● **Dataset excerpts**
****

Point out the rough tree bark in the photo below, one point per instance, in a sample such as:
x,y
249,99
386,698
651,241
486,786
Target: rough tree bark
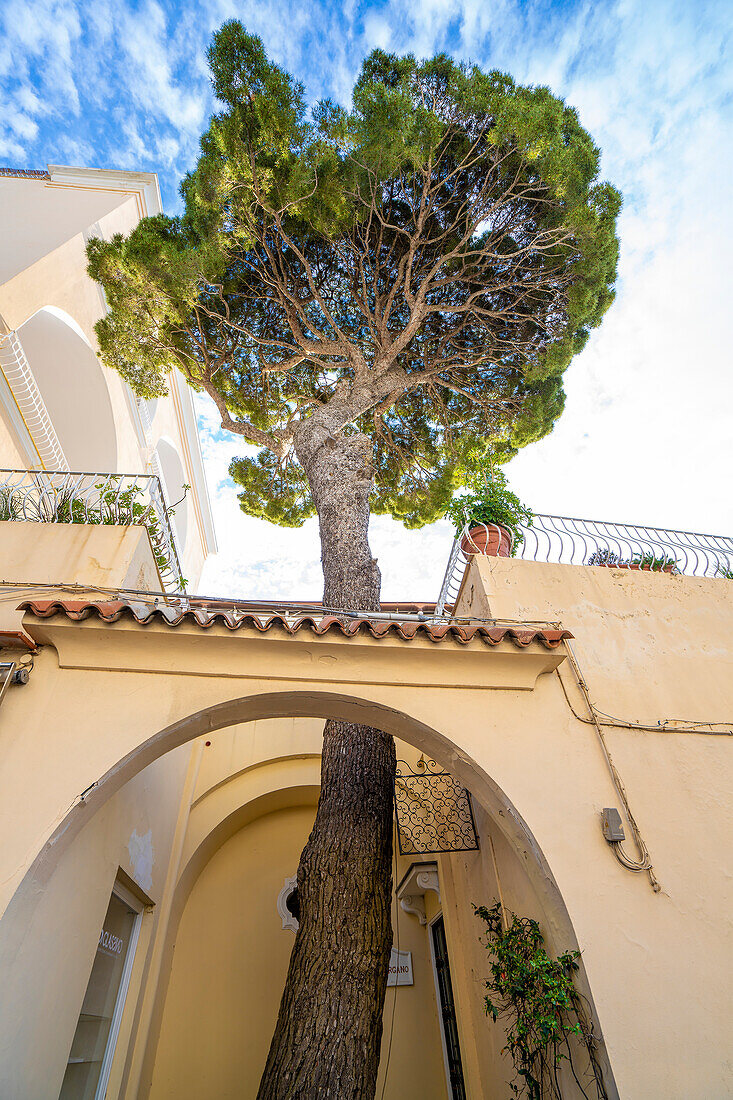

****

● **Short exercise**
Pull out the text of each item above line for line, with nothing changed, and leave the pictures out.

● **The completed task**
Point out the rough tree bark in the photo below, one point per instance, in a sample such as:
x,y
249,99
386,698
651,241
486,786
Target: rough tree bark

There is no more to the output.